→ **What to produce**:
Copy out verbatim every line of the data below, from the line containing "Check that each instance of the yellow foliage" through the last line of the data, both included.

→ **Given data**:
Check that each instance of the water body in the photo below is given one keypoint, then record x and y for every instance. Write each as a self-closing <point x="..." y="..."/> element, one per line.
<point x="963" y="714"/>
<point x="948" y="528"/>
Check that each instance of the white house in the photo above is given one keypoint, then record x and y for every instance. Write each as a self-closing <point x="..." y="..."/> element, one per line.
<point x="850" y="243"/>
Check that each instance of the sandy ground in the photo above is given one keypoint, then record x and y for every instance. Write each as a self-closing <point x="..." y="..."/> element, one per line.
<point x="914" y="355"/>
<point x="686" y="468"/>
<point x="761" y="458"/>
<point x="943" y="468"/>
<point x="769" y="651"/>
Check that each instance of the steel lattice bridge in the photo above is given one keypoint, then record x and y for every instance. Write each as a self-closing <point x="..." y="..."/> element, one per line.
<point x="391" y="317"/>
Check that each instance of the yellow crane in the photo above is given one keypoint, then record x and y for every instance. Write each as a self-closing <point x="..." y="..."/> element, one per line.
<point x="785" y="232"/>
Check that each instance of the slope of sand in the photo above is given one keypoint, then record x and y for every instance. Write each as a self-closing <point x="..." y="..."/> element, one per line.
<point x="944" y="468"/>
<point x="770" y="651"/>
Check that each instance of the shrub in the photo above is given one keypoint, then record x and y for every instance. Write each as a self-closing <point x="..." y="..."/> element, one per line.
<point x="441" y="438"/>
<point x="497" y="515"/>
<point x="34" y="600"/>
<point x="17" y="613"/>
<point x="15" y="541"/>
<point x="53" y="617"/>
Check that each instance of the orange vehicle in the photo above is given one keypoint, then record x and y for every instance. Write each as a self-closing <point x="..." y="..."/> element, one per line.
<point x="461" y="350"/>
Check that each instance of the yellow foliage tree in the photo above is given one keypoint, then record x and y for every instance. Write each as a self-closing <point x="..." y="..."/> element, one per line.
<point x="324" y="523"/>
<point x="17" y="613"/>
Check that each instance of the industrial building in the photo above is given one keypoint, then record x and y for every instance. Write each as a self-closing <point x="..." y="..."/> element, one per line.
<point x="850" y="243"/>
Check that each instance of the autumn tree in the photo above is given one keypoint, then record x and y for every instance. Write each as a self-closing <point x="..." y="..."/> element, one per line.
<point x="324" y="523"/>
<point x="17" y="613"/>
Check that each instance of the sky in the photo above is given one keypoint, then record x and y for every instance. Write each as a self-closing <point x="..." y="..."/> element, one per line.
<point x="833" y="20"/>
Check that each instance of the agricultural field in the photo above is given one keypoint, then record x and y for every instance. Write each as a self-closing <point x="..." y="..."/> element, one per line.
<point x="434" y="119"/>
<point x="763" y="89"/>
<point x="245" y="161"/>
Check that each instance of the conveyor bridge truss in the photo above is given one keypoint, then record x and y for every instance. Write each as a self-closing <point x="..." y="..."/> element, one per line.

→ **Answer for the task**:
Check that each instance of the yellow foliage tree in the photo above is given one keypoint, then record x and y for every instance. Write each as a self-closing <point x="..." y="..."/> element, one per line.
<point x="324" y="523"/>
<point x="17" y="613"/>
Check that each instance of the industrial building in the photo above is given one keypoint, then record x and y for every instance. Write each as a self-closing <point x="..." y="..."/> element, one per line.
<point x="850" y="243"/>
Check that each instance of the autumn tree in the photo above is given one keypoint, then record x and y for every instance. Write each as a self-closing <point x="..." y="..."/> element, one per line.
<point x="324" y="523"/>
<point x="17" y="613"/>
Check that each instance of the sky in the photo above is given one keypoint, then record x and y for every instance. Write each as a self-closing <point x="..." y="..."/> element, one per line.
<point x="833" y="20"/>
Check that each instance of the agricultural field in the photo above is given one keypoint, then record x and y for every instance. Write each as a self-closing <point x="..." y="..."/> element, one per line.
<point x="434" y="119"/>
<point x="763" y="89"/>
<point x="245" y="161"/>
Check that each instance of the conveyor bridge truss in the photo above is given one keypoint, then record x and y for every instance. Write each as a self-closing <point x="..." y="..."/> element, one per line.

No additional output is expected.